__EXERCISE AIM__.
Copy out the full abstract on the work of Bellugi and Klima with no changes.

__PASSAGE SHOWN__.

- - -

ABSTRACT
Ursula Bellugi and Edward Klima pioneered investigations into areas central to the
relation of language, mind, and brain. They have an infectious fascination and delight
with ASL as a three-dimensional language that sculpts the air with sweeps of the hand
and twists of the wrists, all the while punctuated by a myriad of facial expressions
complexly coupled to sequences of body positionings and gestures of the limbs. Ursula
Bellugi and Ed Klima didn’t stop with simply a linguistic description of American Sign
Language (ASL). For them, language in space provided a natural segue to bigger
questions of how language in all its varied modalities of expression is organized and how
it is represented in the brain. They demonstrated unequivocally that language is not
restricted to the auditory-vocal modality and that the left cerebral hemisphere in humans
has an innate predisposition for language independent of language modality (Corina,
Vaid, & Bellugi, 1992; Hickok, Bellugi, & Klima, 1996; Poizner, Klima, & Bellugi,
1987). Their studies generated a fertile testing ground for competing explanations of the
brain’s organization for language, how the brain comes to be so organized, and how it can
or cannot be modified. Our own research has benefitted greatly from their insightful
thinking and clear focus on the biological foundations of language. The work presented
here on what is to be learned from the study of errors produced by signers with
Parkinson’s disease follows in the footsteps of Bellugi and Klima’s groundbreaking
research that brought language in another modality to the forefront of research in both
theoretical linguistics and cognitive neuroscience. We hope to add one more piece to the
puzzle of how language and movement are represented in the human brain.

- - -

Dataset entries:
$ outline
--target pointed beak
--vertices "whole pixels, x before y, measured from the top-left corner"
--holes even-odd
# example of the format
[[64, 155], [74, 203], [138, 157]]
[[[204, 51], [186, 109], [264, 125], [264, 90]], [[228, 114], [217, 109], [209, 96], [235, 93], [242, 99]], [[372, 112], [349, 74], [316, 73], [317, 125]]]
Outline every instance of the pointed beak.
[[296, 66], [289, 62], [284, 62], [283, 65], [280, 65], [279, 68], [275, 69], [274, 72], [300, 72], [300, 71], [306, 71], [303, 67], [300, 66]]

- - -

__ANSWER SECTION__.
ABSTRACT
Ursula Bellugi and Edward Klima pioneered investigations into areas central to the
relation of language, mind, and brain. They have an infectious fascination and delight
with ASL as a three-dimensional language that sculpts the air with sweeps of the hand
and twists of the wrists, all the while punctuated by a myriad of facial expressions
complexly coupled to sequences of body positionings and gestures of the limbs. Ursula
Bellugi and Ed Klima didn’t stop with simply a linguistic description of American Sign
Language (ASL). For them, language in space provided a natural segue to bigger
questions of how language in all its varied modalities of expression is organized and how
it is represented in the brain. They demonstrated unequivocally that language is not
restricted to the auditory-vocal modality and that the left cerebral hemisphere in humans
has an innate predisposition for language independent of language modality (Corina,
Vaid, & Bellugi, 1992; Hickok, Bellugi, & Klima, 1996; Poizner, Klima, & Bellugi,
1987). Their studies generated a fertile testing ground for competing explanations of the
brain’s organization for language, how the brain comes to be so organized, and how it can
or cannot be modified. Our own research has benefitted greatly from their insightful
thinking and clear focus on the biological foundations of language. The work presented
here on what is to be learned from the study of errors produced by signers with
Parkinson’s disease follows in the footsteps of Bellugi and Klima’s groundbreaking
research that brought language in another modality to the forefront of research in both
theoretical linguistics and cognitive neuroscience. We hope to add one more piece to the
puzzle of how language and movement are represented in the human brain.